Instruction: Transcribe the full listing below exactly.

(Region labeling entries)
=======
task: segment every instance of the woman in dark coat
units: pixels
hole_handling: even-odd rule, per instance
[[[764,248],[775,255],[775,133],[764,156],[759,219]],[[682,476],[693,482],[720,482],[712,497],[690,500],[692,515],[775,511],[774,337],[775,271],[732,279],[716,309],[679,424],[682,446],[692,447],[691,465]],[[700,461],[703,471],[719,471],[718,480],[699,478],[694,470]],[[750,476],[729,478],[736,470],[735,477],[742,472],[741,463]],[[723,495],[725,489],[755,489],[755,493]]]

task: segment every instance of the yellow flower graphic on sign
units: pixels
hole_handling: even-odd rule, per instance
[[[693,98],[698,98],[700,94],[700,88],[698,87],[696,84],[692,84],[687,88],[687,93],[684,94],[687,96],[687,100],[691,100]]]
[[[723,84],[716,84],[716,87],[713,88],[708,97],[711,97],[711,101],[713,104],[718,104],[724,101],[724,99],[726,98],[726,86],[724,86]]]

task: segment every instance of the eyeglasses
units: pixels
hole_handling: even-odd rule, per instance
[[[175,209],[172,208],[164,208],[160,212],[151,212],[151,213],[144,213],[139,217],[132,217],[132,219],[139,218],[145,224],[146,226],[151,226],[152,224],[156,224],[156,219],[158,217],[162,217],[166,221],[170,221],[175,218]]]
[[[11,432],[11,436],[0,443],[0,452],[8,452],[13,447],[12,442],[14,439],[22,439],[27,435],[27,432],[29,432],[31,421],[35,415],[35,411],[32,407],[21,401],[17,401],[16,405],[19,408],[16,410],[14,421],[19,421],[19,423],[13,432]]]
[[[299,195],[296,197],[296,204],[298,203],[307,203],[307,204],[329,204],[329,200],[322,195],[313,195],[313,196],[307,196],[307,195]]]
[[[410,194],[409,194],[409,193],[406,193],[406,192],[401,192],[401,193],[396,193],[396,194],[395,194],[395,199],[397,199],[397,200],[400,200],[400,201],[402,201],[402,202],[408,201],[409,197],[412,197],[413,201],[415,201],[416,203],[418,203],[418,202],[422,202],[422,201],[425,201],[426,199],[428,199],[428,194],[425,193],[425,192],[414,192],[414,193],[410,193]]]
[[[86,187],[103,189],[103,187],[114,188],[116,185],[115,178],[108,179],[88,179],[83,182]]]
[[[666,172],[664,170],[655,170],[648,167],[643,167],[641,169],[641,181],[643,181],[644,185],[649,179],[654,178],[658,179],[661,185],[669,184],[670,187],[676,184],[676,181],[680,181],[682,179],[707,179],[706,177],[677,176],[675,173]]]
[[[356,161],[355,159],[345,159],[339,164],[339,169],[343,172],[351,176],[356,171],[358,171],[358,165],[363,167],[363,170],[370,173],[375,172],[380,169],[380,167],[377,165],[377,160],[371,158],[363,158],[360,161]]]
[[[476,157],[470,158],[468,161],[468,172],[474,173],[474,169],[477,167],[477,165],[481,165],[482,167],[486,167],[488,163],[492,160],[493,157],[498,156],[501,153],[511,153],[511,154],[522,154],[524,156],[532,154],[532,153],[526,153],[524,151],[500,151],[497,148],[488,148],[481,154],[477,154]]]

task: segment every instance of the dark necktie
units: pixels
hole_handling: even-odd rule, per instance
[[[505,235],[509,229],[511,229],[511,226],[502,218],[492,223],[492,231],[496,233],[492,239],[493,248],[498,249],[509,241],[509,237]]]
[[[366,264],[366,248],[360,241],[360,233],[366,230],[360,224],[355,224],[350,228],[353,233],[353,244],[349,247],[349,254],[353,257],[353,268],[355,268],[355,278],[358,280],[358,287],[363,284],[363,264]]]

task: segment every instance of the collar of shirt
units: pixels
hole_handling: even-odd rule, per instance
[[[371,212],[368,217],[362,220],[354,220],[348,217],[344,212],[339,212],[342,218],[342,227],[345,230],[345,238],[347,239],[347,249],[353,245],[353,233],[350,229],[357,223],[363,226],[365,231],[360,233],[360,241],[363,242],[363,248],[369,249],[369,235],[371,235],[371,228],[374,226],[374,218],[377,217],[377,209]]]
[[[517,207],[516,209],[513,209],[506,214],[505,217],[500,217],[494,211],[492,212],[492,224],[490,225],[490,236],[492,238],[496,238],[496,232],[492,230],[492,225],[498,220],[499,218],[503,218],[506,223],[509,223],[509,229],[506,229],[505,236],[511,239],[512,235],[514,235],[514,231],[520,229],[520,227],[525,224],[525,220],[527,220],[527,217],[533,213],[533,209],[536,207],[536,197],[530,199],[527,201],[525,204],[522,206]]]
=======
Solution below:
task: segment every instance of the woman in dark coat
units: pixels
hole_handling: even-odd rule, per instance
[[[764,248],[775,255],[775,133],[764,156],[759,219]],[[682,476],[693,482],[720,482],[712,497],[690,500],[692,515],[775,511],[774,337],[775,271],[732,279],[716,309],[679,424],[682,446],[692,447],[691,465]],[[700,461],[703,471],[719,471],[718,480],[699,478],[694,470]],[[750,476],[729,478],[736,470],[735,477],[742,472],[741,463]],[[723,495],[725,489],[755,489],[755,493]]]

task: segment every instance of the yellow flower graphic on sign
units: pixels
hole_handling: even-odd rule, per instance
[[[693,98],[698,98],[700,94],[700,88],[698,87],[696,84],[692,84],[687,88],[687,93],[684,94],[687,96],[687,100],[691,100]]]
[[[723,84],[716,84],[716,87],[713,88],[708,97],[711,97],[711,101],[713,104],[718,104],[724,101],[724,99],[726,98],[726,86],[724,86]]]

task: segment every instance of the eyeglasses
units: pixels
hole_handling: even-odd rule, per instance
[[[175,209],[172,208],[164,208],[160,212],[151,212],[151,213],[144,213],[139,217],[132,217],[132,219],[139,218],[145,224],[146,226],[151,226],[152,224],[156,224],[156,219],[158,217],[162,217],[166,221],[170,221],[175,218]]]
[[[11,432],[11,436],[0,443],[0,452],[8,452],[13,447],[12,442],[14,439],[22,439],[27,435],[27,432],[29,432],[31,421],[35,415],[35,411],[32,407],[21,401],[17,401],[16,405],[19,408],[16,410],[14,421],[19,421],[19,423],[13,432]]]
[[[299,195],[296,197],[296,204],[298,203],[307,203],[307,204],[329,204],[329,200],[322,195],[313,195],[313,196],[307,196],[307,195]]]
[[[410,194],[409,194],[409,193],[406,193],[406,192],[401,192],[401,193],[396,193],[396,194],[395,194],[395,199],[397,199],[397,200],[400,200],[400,201],[402,201],[402,202],[408,201],[409,197],[412,197],[413,201],[415,201],[416,203],[418,203],[418,202],[422,202],[422,201],[425,201],[426,199],[428,199],[428,194],[425,193],[425,192],[414,192],[414,193],[410,193]]]
[[[86,187],[103,189],[103,187],[114,188],[116,185],[115,178],[108,179],[88,179],[83,182]]]
[[[666,172],[664,170],[655,170],[648,167],[643,167],[641,169],[641,181],[643,181],[644,185],[649,179],[654,178],[658,179],[661,185],[669,184],[670,187],[676,184],[676,181],[680,181],[682,179],[707,179],[706,177],[677,176],[675,173]]]
[[[356,161],[355,159],[345,159],[339,164],[339,169],[343,172],[351,176],[356,171],[358,171],[358,165],[363,167],[363,170],[370,173],[375,172],[380,169],[380,167],[377,165],[377,160],[371,158],[363,158],[360,161]]]
[[[476,157],[470,158],[468,161],[468,172],[474,173],[474,169],[477,167],[477,165],[481,165],[482,167],[486,167],[488,163],[492,160],[493,157],[498,156],[501,153],[511,153],[511,154],[522,154],[524,156],[532,154],[532,153],[526,153],[524,151],[500,151],[497,148],[488,148],[481,154],[477,154]]]

task: segment every instance of the dark necktie
units: pixels
hole_handling: even-odd rule, per instance
[[[505,235],[509,229],[511,229],[511,226],[502,218],[492,223],[492,231],[496,233],[492,239],[493,248],[498,249],[509,241],[509,237]]]
[[[366,264],[366,248],[360,241],[360,233],[366,230],[360,224],[355,224],[350,228],[353,233],[353,244],[349,247],[349,254],[353,257],[353,268],[355,268],[355,278],[358,280],[358,287],[363,284],[363,264]]]

task: segment every instance of the collar of shirt
units: pixels
hole_handling: even-odd rule, per instance
[[[371,212],[368,217],[362,220],[354,220],[348,217],[344,212],[339,212],[342,218],[342,227],[345,230],[345,238],[347,239],[347,249],[353,245],[353,233],[350,229],[357,223],[363,226],[365,231],[360,233],[360,241],[363,242],[363,248],[369,249],[369,235],[371,235],[371,228],[374,226],[374,218],[377,217],[377,209]]]
[[[517,207],[516,209],[513,209],[506,214],[505,217],[500,217],[494,211],[492,212],[492,224],[490,225],[490,236],[492,238],[496,238],[496,232],[492,230],[492,225],[498,220],[499,218],[503,218],[506,223],[509,223],[509,229],[506,229],[505,236],[511,239],[512,235],[514,235],[514,231],[520,229],[520,227],[525,224],[525,220],[527,220],[527,217],[533,213],[533,209],[536,207],[536,197],[530,199],[527,201],[525,204],[522,206]]]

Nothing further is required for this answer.